» Task
Quote the entire listing below word for word, leaving out the pictures.

» Supplied records
- - -

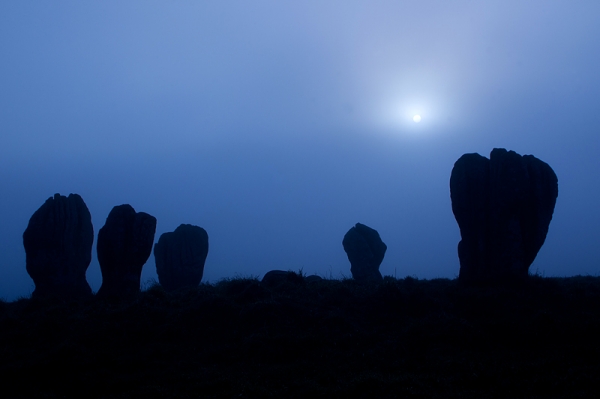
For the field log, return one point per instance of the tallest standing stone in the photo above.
(503, 206)
(58, 247)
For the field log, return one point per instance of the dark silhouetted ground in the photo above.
(238, 339)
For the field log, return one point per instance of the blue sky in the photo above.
(277, 126)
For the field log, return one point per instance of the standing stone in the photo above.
(124, 245)
(365, 252)
(180, 257)
(58, 247)
(503, 207)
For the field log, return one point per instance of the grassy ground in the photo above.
(237, 338)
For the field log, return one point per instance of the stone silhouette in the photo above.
(503, 206)
(124, 245)
(58, 247)
(180, 257)
(365, 252)
(274, 278)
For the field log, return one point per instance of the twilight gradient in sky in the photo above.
(276, 126)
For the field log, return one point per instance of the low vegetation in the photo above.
(332, 338)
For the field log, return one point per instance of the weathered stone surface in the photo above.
(58, 247)
(180, 257)
(365, 252)
(276, 277)
(124, 245)
(503, 207)
(313, 278)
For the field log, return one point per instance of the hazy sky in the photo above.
(278, 125)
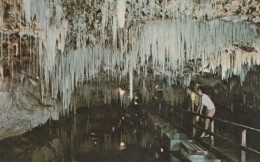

- - -

» Response to the exercise
For the field log, return one point per instance of the tallest standing stone in the photo above.
(503, 206)
(58, 247)
For the field log, return one point per instance of the dark silhouetted ground in the photo above.
(238, 339)
For the field log, return one point per instance of the blue sky in the photo above.
(277, 126)
For the field log, return one point per instance of the standing stone in the photo above.
(124, 245)
(365, 252)
(180, 257)
(58, 247)
(503, 207)
For the field log, return one point per instance of the grassy ground in the photo above.
(237, 338)
For the field log, return one point per instance of the stone silhouette in the photo above.
(503, 206)
(124, 245)
(58, 247)
(180, 257)
(365, 252)
(274, 278)
For the field log, return one point per instance of the twilight gradient in sky in the photo above.
(276, 126)
For the field log, return one point per instance of the low vegetation in the photo above.
(332, 338)
For the field log, return one point per instance of the weathered stone surface in the photo above.
(58, 247)
(180, 257)
(365, 252)
(276, 277)
(124, 245)
(503, 207)
(313, 278)
For the field log, return one point per instance of the hazy sky in the photo above.
(278, 125)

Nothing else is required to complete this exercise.